* _Task to complete_:
Return the material exactly as supplied, apart from the pictures, which are omitted.

* _Information supplied_:
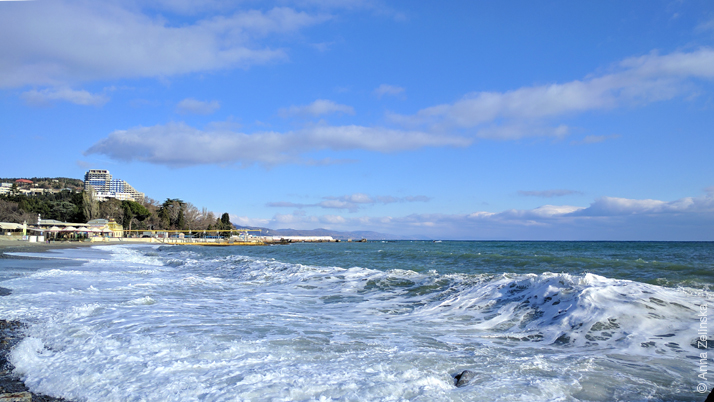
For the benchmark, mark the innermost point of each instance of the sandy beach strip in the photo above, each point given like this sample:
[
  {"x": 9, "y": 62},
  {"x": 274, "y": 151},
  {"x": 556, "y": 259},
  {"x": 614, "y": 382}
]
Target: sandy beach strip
[
  {"x": 12, "y": 332},
  {"x": 12, "y": 245}
]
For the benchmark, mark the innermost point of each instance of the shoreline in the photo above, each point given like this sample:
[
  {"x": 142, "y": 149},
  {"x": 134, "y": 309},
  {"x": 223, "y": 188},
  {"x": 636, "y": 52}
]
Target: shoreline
[
  {"x": 12, "y": 332},
  {"x": 19, "y": 246}
]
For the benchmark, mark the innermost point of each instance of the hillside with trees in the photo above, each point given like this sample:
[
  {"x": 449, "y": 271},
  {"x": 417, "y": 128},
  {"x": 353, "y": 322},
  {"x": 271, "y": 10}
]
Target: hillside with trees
[{"x": 81, "y": 207}]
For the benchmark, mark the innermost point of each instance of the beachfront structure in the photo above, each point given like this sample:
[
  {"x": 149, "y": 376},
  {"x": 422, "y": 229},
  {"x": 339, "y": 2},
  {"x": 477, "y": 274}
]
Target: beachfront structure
[{"x": 105, "y": 187}]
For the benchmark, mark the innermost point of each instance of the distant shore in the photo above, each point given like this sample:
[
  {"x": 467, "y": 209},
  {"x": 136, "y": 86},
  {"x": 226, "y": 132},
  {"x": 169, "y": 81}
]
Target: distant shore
[{"x": 12, "y": 245}]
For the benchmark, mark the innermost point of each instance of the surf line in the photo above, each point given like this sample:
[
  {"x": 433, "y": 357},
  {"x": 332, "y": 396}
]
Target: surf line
[{"x": 702, "y": 341}]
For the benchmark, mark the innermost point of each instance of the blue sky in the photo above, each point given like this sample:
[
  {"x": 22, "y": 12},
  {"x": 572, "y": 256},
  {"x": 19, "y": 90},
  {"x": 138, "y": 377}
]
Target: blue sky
[{"x": 455, "y": 120}]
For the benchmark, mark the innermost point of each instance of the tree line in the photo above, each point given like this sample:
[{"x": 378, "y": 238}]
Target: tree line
[{"x": 81, "y": 207}]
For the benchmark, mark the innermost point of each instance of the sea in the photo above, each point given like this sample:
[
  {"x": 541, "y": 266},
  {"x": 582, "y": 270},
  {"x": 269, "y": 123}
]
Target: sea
[{"x": 375, "y": 321}]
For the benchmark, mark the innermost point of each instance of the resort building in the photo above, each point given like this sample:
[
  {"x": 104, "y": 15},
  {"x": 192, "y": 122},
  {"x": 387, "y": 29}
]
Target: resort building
[{"x": 105, "y": 187}]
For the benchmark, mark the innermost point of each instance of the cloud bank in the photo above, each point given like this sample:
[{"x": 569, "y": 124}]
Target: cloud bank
[
  {"x": 317, "y": 108},
  {"x": 62, "y": 42},
  {"x": 351, "y": 203},
  {"x": 179, "y": 145},
  {"x": 637, "y": 80},
  {"x": 193, "y": 106},
  {"x": 48, "y": 96},
  {"x": 607, "y": 218}
]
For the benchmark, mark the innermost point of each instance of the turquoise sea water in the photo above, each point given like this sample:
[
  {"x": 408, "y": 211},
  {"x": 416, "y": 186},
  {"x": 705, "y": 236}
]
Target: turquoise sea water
[{"x": 536, "y": 321}]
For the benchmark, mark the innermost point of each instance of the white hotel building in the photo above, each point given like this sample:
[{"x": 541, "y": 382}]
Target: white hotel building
[{"x": 105, "y": 186}]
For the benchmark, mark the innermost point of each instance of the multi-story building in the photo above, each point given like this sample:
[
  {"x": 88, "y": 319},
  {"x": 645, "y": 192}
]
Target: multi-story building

* _Result of the task_:
For the benchmark, mark the innermost point of each instance of the sandy beach strip in the photo above, each point given like this sample:
[
  {"x": 9, "y": 62},
  {"x": 274, "y": 151},
  {"x": 556, "y": 259},
  {"x": 614, "y": 382}
]
Target: sandy beach strip
[
  {"x": 12, "y": 332},
  {"x": 12, "y": 245}
]
For the benchmark, mark the innermost point of each instance of the shoreline in the photo above, each point given like this sample:
[
  {"x": 142, "y": 149},
  {"x": 134, "y": 309},
  {"x": 223, "y": 188},
  {"x": 636, "y": 52}
]
Target: shoreline
[
  {"x": 12, "y": 332},
  {"x": 19, "y": 246}
]
For the benchmark, mark the innermost point of each instance of the hillside with trees in the photo above, each point given like this sample:
[
  {"x": 449, "y": 271},
  {"x": 417, "y": 128},
  {"x": 353, "y": 322},
  {"x": 271, "y": 10}
]
Target: hillside with trees
[{"x": 81, "y": 207}]
For the benchmark, mark the innermost point of each instance of the beachfront structure in the photo above, each point given like this sample:
[
  {"x": 149, "y": 376},
  {"x": 422, "y": 229},
  {"x": 339, "y": 2},
  {"x": 477, "y": 274}
]
Target: beachfront structure
[{"x": 105, "y": 187}]
For the benchmark, mark the innermost point of each instance of the distant shore in the photo above, each point given like this sample:
[
  {"x": 467, "y": 209},
  {"x": 136, "y": 86},
  {"x": 226, "y": 132},
  {"x": 169, "y": 81}
]
Target: distant shore
[{"x": 12, "y": 245}]
For the benchmark, mark the innermost point of each instance of the surf line in the photo above, each point given like this sample:
[
  {"x": 433, "y": 357},
  {"x": 332, "y": 396}
]
Target: surf line
[{"x": 702, "y": 341}]
For the benchmark, mark the innermost point of each instance of the blue sky in the photo above, each point given like this sample:
[
  {"x": 22, "y": 12},
  {"x": 572, "y": 256},
  {"x": 19, "y": 90},
  {"x": 138, "y": 377}
]
Target: blue sky
[{"x": 455, "y": 120}]
For the benchmark, mark the innermost point of each instance of the tree line in the photo above, each point given like this sample:
[{"x": 378, "y": 238}]
Target: tree line
[{"x": 81, "y": 207}]
For the benchmark, mark the innermost point of each instance of the sea in the photo above, each point given like this sample:
[
  {"x": 541, "y": 266},
  {"x": 582, "y": 270},
  {"x": 269, "y": 123}
]
Target: sea
[{"x": 375, "y": 321}]
For the benchmark, mark the innermost point of each instance of the resort building in the photo above, each point given like this sample:
[
  {"x": 104, "y": 15},
  {"x": 192, "y": 122},
  {"x": 387, "y": 29}
]
Target: resort building
[{"x": 105, "y": 187}]
For the benchmark, mark the innermost point of each instance of the cloud bank in the photo above, each point given like this sample:
[{"x": 569, "y": 124}]
Target: cloud bank
[
  {"x": 317, "y": 108},
  {"x": 62, "y": 42},
  {"x": 351, "y": 203},
  {"x": 179, "y": 145},
  {"x": 637, "y": 80},
  {"x": 193, "y": 106},
  {"x": 48, "y": 96},
  {"x": 607, "y": 218}
]
For the benchmark, mark the innermost point of each instance of the turquoise sea water in the photo above, each point given like this sample:
[
  {"x": 408, "y": 211},
  {"x": 416, "y": 186},
  {"x": 705, "y": 236}
]
Target: turquoise sea water
[{"x": 536, "y": 321}]
For the benchmark, mark the innermost point of each instance of the white hotel building in the photo above, each point given like this sample:
[{"x": 541, "y": 382}]
Target: white hotel building
[{"x": 105, "y": 186}]
For the benchmark, mark the innermost point of each instance of the multi-story building in the photo above, each point given like this sample:
[
  {"x": 88, "y": 319},
  {"x": 645, "y": 192}
]
Target: multi-story building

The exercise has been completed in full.